**WHAT THE TASK REQUIRES**
Format the data lines below as a JSON list of strings, one string per line and no blank lines, covering only the lines from the one containing "Mark every instance of the leaning" through the one containing "Target: tree trunk", inclusive.

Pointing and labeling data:
******************************

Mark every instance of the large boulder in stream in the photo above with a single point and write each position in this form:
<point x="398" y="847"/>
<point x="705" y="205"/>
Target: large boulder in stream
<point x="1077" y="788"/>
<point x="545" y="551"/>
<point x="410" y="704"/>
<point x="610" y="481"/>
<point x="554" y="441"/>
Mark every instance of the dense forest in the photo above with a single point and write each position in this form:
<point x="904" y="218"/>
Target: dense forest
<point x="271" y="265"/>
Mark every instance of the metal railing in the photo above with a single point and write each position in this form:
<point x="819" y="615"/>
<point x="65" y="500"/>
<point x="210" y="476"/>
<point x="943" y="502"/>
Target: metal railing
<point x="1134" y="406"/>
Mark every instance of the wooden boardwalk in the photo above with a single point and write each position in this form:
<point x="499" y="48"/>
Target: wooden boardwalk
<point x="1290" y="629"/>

******************************

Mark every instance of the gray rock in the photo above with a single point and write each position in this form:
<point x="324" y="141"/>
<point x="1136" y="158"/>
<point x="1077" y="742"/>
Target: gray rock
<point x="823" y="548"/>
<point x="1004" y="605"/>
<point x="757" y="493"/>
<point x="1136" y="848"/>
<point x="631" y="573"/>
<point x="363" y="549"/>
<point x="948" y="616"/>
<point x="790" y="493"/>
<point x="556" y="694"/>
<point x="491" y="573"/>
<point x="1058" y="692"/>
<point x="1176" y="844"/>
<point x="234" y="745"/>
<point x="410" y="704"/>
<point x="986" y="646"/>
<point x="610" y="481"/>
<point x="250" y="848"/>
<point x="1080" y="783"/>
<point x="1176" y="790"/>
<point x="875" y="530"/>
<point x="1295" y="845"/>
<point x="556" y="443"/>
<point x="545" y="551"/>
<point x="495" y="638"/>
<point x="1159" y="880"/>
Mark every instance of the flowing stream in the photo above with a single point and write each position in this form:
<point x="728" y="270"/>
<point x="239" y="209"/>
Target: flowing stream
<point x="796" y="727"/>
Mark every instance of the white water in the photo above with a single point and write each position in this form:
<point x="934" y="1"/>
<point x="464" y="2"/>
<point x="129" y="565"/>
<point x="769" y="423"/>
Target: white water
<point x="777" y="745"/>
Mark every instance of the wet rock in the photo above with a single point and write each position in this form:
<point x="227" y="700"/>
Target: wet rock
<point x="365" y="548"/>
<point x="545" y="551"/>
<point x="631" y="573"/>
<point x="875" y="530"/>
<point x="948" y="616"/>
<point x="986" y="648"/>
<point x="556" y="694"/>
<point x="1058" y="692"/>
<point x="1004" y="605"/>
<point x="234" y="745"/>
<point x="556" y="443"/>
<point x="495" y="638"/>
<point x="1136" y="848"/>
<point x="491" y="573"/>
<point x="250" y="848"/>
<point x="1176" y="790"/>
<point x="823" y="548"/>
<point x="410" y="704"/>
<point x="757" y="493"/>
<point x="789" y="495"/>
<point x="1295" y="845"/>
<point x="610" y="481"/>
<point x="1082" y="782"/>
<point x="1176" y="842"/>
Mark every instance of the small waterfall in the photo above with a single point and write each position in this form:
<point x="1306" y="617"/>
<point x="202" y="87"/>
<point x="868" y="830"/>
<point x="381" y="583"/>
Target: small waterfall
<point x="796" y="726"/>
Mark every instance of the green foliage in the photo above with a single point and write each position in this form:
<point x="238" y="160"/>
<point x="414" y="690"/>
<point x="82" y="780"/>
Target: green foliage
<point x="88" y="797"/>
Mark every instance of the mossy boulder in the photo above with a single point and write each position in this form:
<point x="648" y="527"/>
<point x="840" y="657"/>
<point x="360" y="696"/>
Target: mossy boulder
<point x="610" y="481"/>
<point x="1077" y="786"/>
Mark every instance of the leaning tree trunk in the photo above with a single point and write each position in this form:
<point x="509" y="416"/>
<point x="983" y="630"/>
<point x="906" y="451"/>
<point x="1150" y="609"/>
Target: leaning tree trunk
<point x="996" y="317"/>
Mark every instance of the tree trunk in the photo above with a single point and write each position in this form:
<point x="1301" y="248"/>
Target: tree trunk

******************************

**TASK RESULT**
[
  "Mark every instance of the leaning tree trunk in the photo above with a single point and write each position in this form:",
  "<point x=\"509\" y=\"416\"/>",
  "<point x=\"983\" y=\"630\"/>",
  "<point x=\"906\" y=\"451\"/>",
  "<point x=\"1150\" y=\"609\"/>",
  "Target: leaning tree trunk",
  "<point x=\"996\" y=\"317\"/>",
  "Mark every instance of the tree trunk in the photo above with a single point and write each position in this form:",
  "<point x=\"1301\" y=\"248\"/>",
  "Target: tree trunk"
]